> **EXERCISE BRIEF**
Change "across the entire image" to "in the whole image" in the lines starting with the line that contains "Detect road lane" and going on through the line that contains "[355,543,649,834]", and give back only those lines with nothing else altered.

> **RECORDS SUPPLIED**

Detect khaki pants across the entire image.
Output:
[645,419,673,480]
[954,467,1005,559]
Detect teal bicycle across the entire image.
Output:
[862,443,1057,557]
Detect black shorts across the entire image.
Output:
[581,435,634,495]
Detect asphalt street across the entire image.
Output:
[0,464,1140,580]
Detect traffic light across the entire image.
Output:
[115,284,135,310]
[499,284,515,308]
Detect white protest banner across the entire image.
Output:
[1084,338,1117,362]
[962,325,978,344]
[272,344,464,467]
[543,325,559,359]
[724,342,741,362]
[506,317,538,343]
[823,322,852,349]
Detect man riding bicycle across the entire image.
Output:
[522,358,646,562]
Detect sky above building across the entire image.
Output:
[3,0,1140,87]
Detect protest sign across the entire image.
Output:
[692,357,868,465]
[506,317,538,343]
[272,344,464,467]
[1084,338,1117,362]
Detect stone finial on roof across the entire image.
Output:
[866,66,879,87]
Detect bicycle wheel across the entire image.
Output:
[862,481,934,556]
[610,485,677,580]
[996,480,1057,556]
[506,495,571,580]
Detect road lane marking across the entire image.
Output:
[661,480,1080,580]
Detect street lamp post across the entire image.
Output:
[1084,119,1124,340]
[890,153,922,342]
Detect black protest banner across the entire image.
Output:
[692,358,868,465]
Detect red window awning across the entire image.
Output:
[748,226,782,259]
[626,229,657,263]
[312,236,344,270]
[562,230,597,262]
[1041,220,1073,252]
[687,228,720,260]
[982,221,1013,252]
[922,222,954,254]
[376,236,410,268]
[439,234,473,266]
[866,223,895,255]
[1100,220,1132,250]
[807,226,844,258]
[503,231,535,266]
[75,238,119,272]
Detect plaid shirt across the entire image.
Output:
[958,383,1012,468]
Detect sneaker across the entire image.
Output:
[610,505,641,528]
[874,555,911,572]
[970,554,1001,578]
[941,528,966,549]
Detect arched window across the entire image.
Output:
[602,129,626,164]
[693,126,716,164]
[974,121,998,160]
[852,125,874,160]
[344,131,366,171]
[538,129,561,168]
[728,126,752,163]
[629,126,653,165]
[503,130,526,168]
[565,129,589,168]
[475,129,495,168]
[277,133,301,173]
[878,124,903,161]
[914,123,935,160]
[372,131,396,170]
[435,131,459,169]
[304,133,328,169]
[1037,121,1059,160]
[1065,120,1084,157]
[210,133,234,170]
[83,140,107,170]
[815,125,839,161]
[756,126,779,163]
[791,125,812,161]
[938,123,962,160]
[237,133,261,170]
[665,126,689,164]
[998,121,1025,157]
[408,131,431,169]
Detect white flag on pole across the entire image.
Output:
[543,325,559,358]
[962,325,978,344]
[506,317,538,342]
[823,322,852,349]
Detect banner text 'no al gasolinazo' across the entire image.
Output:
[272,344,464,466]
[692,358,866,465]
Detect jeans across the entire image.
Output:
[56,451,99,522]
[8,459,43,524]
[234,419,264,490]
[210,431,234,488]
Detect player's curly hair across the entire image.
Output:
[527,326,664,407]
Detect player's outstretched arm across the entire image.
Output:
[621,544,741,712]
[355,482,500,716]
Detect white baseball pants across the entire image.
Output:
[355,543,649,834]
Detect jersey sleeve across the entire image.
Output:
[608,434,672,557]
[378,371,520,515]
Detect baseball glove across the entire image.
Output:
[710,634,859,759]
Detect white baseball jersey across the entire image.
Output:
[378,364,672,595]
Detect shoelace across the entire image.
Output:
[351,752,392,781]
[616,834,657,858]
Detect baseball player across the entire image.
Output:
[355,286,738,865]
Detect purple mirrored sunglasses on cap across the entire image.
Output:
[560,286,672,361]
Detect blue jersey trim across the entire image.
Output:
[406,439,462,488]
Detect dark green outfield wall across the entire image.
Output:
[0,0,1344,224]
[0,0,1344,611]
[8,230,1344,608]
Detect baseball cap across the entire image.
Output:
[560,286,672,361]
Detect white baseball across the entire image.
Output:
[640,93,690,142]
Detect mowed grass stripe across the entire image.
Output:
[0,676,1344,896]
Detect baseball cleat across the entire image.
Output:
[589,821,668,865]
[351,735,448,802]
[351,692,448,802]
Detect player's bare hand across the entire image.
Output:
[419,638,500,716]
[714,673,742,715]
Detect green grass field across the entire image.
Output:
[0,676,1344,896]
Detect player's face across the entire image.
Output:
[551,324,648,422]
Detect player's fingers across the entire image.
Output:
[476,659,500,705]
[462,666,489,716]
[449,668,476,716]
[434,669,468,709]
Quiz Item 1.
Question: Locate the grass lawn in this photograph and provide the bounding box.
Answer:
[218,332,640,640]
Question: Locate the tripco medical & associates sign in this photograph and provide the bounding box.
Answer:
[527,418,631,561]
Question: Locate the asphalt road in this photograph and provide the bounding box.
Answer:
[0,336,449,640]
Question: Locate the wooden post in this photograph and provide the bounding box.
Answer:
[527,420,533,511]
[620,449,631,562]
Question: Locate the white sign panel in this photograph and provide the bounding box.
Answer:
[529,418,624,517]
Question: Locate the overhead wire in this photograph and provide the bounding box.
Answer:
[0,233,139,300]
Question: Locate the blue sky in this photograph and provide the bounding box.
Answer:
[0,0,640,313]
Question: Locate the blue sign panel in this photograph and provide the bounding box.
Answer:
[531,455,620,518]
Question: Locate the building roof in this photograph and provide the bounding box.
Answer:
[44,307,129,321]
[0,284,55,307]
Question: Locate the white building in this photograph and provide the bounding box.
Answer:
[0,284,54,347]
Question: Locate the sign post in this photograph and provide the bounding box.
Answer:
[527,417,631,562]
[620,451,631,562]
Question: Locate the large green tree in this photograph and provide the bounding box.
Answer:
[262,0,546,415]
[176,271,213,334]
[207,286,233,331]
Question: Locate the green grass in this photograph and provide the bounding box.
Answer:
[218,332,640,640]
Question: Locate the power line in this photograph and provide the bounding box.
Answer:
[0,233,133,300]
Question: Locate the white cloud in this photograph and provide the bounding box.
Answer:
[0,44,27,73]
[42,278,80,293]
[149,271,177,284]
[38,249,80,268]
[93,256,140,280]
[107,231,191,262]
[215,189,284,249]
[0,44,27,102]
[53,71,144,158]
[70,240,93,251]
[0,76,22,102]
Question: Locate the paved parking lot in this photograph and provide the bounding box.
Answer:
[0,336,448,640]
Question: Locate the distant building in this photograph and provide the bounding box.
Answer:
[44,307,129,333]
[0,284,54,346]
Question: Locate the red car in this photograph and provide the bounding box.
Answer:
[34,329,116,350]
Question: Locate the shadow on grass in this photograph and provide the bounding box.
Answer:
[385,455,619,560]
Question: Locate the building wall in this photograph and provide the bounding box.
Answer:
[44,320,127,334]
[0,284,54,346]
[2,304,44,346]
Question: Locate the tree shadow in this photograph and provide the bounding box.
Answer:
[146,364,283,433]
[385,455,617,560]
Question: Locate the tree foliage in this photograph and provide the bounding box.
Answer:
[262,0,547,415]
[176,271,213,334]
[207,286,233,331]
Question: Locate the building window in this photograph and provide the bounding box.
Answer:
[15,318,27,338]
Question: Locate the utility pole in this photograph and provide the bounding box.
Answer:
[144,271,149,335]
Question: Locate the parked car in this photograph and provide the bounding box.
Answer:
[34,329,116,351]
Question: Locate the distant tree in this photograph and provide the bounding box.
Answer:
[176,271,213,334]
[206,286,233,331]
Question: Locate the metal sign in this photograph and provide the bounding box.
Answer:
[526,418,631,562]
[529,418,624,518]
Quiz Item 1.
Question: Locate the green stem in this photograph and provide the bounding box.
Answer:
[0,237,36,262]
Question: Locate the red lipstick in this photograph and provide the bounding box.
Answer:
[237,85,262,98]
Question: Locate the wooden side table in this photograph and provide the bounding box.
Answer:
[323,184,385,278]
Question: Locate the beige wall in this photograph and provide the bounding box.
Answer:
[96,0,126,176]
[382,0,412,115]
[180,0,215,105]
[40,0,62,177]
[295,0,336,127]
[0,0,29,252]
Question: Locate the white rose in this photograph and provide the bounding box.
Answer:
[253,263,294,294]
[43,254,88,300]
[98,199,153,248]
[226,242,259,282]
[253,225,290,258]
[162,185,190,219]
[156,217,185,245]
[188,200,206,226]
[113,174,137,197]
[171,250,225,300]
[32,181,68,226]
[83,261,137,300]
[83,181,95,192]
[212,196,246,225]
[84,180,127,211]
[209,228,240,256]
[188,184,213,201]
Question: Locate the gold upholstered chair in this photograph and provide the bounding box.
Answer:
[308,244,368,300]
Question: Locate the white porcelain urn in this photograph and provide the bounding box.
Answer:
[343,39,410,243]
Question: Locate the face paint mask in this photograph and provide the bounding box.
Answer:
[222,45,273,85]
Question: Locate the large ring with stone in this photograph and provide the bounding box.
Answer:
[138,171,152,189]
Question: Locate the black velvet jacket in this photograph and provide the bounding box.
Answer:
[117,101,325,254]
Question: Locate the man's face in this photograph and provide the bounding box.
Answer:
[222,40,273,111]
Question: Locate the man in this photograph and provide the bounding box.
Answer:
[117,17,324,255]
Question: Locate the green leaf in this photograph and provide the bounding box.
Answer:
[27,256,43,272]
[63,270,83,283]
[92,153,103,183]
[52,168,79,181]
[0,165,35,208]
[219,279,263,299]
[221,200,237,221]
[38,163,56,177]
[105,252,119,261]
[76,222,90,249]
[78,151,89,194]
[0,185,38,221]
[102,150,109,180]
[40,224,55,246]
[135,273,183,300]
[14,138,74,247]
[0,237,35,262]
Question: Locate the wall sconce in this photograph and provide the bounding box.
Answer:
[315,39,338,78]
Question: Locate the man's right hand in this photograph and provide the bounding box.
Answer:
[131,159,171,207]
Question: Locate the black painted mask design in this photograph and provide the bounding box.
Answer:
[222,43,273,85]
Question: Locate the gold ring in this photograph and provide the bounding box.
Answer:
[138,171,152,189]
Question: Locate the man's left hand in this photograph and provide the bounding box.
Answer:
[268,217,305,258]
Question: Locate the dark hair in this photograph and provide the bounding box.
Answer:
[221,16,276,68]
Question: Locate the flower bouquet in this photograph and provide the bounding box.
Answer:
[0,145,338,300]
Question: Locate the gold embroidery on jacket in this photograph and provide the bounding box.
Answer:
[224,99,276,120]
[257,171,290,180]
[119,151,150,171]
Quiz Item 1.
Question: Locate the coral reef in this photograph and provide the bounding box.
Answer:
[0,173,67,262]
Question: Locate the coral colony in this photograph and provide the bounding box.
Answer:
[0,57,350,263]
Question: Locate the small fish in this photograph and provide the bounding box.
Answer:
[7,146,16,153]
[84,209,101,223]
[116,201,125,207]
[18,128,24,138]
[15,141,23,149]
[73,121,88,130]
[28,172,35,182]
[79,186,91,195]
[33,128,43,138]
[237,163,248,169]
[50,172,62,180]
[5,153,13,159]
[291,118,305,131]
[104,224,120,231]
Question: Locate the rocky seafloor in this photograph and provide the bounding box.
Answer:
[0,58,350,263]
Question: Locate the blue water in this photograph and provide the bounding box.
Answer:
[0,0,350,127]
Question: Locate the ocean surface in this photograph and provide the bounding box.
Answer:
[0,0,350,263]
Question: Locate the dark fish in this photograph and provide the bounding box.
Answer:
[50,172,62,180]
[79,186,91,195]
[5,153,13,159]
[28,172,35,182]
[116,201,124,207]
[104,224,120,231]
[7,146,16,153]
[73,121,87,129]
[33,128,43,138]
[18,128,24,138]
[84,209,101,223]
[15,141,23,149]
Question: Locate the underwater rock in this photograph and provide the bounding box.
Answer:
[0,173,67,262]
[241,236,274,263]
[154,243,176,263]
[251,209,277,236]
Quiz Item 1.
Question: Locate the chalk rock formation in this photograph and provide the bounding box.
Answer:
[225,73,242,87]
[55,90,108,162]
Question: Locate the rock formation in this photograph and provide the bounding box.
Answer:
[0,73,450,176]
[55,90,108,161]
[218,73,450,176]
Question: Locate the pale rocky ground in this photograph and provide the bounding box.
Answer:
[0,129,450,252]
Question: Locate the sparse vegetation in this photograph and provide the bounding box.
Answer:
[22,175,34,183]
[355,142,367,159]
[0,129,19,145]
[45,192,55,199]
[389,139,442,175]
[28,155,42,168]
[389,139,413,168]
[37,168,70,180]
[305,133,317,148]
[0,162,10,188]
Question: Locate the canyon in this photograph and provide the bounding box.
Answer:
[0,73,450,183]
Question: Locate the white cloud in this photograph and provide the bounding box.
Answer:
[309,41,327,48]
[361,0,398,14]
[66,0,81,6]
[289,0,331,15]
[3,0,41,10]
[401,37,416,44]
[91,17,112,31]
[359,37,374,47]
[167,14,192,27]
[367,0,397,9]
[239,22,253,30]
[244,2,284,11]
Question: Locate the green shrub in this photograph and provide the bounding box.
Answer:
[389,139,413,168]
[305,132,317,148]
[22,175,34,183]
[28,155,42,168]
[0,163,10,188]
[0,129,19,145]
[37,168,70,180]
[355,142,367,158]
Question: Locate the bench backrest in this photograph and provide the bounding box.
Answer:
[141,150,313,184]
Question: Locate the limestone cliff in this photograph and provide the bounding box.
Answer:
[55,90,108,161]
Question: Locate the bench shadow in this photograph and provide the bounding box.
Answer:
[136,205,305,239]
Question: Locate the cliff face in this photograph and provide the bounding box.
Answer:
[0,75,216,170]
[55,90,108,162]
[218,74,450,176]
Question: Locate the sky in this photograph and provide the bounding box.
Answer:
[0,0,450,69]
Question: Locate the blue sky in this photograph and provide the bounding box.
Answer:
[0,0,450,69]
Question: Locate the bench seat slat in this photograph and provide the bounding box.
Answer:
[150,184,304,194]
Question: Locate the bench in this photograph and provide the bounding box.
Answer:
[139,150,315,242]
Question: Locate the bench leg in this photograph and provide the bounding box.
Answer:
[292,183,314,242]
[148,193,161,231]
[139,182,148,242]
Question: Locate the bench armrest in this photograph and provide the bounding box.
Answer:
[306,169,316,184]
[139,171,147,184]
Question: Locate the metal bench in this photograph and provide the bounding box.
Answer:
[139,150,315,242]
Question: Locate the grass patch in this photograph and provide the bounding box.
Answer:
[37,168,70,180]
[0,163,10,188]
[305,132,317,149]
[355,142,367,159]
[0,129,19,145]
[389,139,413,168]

> **PROBLEM SOLUTION**
Detect road lane marking in the whole image.
Output:
[661,480,1080,580]
Detect street lamp post in the whole image.
Output:
[1084,119,1124,340]
[890,153,922,342]
Detect black protest banner in the whole image.
Output:
[692,358,868,465]
Detect red window awning in the whole image.
Output:
[748,226,782,259]
[626,229,657,263]
[312,236,344,270]
[562,230,597,262]
[1041,220,1073,252]
[687,228,720,260]
[982,221,1013,252]
[922,222,954,254]
[376,236,410,268]
[439,234,473,266]
[866,223,895,255]
[1100,220,1132,250]
[807,226,844,258]
[503,231,535,266]
[75,238,119,272]
Detect plaid shirt in the whole image.
Output:
[958,383,1012,468]
Detect sneaker in the whole image.
Output:
[610,505,641,528]
[874,555,911,572]
[970,554,1001,578]
[941,528,966,549]
Detect arched window in the whole image.
Output:
[602,129,626,164]
[693,126,716,164]
[974,121,998,160]
[852,125,874,160]
[344,131,366,171]
[538,129,561,168]
[728,126,752,163]
[629,126,653,165]
[503,130,526,168]
[565,129,589,168]
[475,129,495,168]
[277,133,301,173]
[878,124,903,161]
[914,123,935,160]
[372,131,396,170]
[435,131,459,169]
[304,133,328,169]
[1037,121,1059,160]
[1065,120,1084,157]
[210,133,234,170]
[83,140,107,170]
[815,125,839,161]
[756,126,779,163]
[791,125,812,161]
[938,123,962,160]
[237,133,261,170]
[665,126,689,164]
[998,121,1025,157]
[408,131,431,169]
Detect white flag on pole in the whole image.
Output:
[543,325,559,358]
[962,325,978,344]
[506,317,538,342]
[823,322,852,349]
Detect banner text 'no al gasolinazo' in the whole image.
Output:
[272,344,464,466]
[692,358,866,465]
Detect jeans in the whole image.
Output:
[56,451,99,522]
[8,459,43,524]
[234,419,264,490]
[210,431,234,488]
Detect player's curly hair in the whole image.
Output:
[527,326,664,407]
Detect player's outstretched arm in the whole image.
Output:
[621,544,741,712]
[355,482,500,716]
Detect white baseball pants in the whole image.
Output:
[355,543,649,834]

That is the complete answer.